抜粋 =
五旬節の日になって、みなが一つ所に集まっていた。すると突然、天から、激しい風が吹いて来るような響きが起こり、彼らのいた家全体に響き渡った。また、炎のような分かれた舌が現われて、ひとりひとりの上にとどまった。すると、みなが聖霊に満たされ、御霊が話させてくださるとおりに、他国のことばで話しだした。…(使徒の働き2章1-13節参照)
クリスチャンである私たちには、新しい生き方があります。その一つは、私たちが幸せを皆で一緒に体験していくことです。世の中には、他人を騙し出し抜いてでも、自分だけが幸せに、お金持ちになろうという醜い人生哲学がはびこっています。しかし、クリスチャンは、神から与えられる祝福を私たちが共に分かち合うことができるのです。先日話題になった6億円が当たるというサッカーくじのように、特定の運の良い人だけが恵まれるのではありません。
神様はここにおられます。この礼拝の中におられ、皆が祝福されるのです。それは私たちのがんばりや信心の力によるのではありません。神自らが主導権を握ってくださって、聖霊の働きをもって私たちを導いて力強く働いてくださるのです。だからすばらしいのです。神様の主導権に私たちを委ねて、聖霊の恵みに満たされましょう。
先週は、95歳で天寿を全うし、天に召された大原尚子姉妹は、神様を畏(おそ)れ「神のみ前に侍(はべ)りたい」「聖書を拝読させていただく」との謙虚な姿勢で信仰生活を歩んでおられたとご家族のお証しをお聞きしました。私たちは豊かになりましたが、その豊かさを履き違え、命を与えてくださった神様にまでわがままを言い放題になってしまってはなりません。謙(へりくだ)って神様の恵みをいただく者となりましょう。
5月27日は教会暦(きょうかいれき)ではペンテコステの聖日です。イースター(復活節)から50日経ったときのまつりが、ペンテコステ(五旬節(ごじゅんせつ))です。この日、神の聖霊が弟子たちの上に注がれ、新しい命に満たされたのです。それ以来教会では、イースターから7週経った日曜日を祝っているのです。
もしも聖霊が降(くだ)らなければ、どうなっていたでしょう。
1.信仰は特別な個人のものに留まった
「みなが聖霊に満たされ」とあるとおり、人間的な功績や区別に関係なく、聖霊は皆の上に注がれたのです。それにより、私たちは皆で祝福され恵まれ救いの喜びを受け、癒しや奇跡さえ体験できるようになったのです。
2.私たちの信仰は知識や理屈に終わった
聖霊が注がれたことにより、信仰が明確なものとなり、人生を変える大きな力となったのです。それまでの信仰は、旧約聖書の知識や理解の深さによるものでした。しかし、聖霊が降ったことにより、聖書の中のキリストの救いが、だれにでも具体的事実として受け止めることができ、人生そのものを変える事実としての恵みとなったのです。
3.今でもユダヤ教の中だけにとどまっていた
聖霊が降らなければ、真の神を信じる信仰は、単なるユダヤ教の範囲で終わっていたでしょう。しかし、聖霊が降り他国の言葉で神の大きなみわざが語られてより、イエス・キリストの救いは全世界、全人類のものとなったのです。

取り組む課題 =
1. 抜粋で、聖霊が降らなければどうなっていたかとして番号付きで挙げられている項目は何ですか。
2. 抜粋の要点を二文でまとめるとどうなりますか。
これらの記録は本文の内容とは関係がありません。

座標注釈の記録 =
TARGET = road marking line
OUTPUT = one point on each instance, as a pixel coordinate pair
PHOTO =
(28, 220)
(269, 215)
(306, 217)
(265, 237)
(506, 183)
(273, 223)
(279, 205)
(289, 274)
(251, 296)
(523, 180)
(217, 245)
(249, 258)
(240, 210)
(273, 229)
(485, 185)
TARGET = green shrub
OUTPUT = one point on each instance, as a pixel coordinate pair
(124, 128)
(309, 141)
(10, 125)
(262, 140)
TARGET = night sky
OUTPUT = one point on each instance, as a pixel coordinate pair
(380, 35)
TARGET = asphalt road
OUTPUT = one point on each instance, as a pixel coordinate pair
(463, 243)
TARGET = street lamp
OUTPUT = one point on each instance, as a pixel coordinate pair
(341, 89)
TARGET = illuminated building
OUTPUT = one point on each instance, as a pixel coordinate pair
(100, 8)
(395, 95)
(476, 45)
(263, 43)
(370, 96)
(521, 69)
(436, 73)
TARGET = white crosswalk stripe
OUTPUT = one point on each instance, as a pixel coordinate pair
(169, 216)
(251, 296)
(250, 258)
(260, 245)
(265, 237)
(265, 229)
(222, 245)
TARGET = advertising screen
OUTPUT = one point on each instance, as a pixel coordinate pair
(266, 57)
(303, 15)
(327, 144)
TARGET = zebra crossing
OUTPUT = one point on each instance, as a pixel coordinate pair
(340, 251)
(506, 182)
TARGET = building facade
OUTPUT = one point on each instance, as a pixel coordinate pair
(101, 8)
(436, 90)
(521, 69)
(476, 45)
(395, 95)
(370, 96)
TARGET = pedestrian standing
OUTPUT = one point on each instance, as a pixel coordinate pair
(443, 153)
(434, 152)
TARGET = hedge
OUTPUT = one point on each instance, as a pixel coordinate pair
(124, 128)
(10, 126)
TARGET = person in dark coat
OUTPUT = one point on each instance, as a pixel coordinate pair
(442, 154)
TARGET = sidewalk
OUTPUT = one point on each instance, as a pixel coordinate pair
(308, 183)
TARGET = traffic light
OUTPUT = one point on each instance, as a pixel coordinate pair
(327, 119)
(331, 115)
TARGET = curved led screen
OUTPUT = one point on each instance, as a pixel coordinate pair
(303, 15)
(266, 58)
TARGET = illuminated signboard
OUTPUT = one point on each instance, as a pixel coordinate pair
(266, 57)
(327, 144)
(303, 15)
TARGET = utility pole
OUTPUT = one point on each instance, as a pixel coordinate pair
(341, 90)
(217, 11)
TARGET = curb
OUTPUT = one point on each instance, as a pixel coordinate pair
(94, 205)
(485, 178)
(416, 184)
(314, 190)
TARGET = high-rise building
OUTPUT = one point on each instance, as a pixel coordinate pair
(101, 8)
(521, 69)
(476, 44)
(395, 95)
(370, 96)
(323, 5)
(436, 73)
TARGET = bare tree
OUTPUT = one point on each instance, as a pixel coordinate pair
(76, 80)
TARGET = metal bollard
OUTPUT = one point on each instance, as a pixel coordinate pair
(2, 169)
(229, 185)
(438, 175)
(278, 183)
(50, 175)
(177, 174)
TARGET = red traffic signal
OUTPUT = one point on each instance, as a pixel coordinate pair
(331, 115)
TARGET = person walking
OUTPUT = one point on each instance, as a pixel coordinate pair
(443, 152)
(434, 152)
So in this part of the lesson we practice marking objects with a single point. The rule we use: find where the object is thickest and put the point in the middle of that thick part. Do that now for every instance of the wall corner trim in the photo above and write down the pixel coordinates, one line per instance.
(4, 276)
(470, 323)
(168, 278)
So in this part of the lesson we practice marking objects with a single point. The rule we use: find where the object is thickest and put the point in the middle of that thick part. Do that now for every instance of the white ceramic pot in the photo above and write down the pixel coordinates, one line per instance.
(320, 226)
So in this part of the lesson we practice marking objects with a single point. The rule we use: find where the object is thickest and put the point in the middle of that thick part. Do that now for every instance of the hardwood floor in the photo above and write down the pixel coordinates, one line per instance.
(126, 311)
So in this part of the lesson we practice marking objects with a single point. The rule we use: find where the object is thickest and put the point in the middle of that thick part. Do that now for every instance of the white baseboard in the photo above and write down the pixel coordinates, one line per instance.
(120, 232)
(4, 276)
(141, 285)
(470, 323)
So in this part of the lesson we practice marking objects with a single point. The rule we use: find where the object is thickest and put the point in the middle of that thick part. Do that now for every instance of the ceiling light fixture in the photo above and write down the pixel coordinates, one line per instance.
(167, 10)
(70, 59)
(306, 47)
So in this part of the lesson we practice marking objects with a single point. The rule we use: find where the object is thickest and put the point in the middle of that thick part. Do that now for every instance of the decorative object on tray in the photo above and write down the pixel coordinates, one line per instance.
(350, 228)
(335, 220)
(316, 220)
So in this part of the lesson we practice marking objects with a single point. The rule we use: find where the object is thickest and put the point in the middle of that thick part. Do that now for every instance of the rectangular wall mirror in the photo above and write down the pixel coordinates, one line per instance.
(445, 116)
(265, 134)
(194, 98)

各課題への回答 =
1.
1. 信仰は特別な個人のものに留まった
2. 私たちの信仰は知識や理屈に終わった
3. 今でもユダヤ教の中だけにとどまっていた

2. ペンテコステはイースターから50日経ったときのまつりで、この日に神の聖霊が弟子たちの上に注がれ、教会では今もイースターから7週経った日曜日を祝っています。聖霊が皆の上に注がれたことにより、クリスチャンは神の祝福を共に分かち合えるようになり、信仰は人生を変える力となり、キリストの救いは全世界、全人類のものとなりました。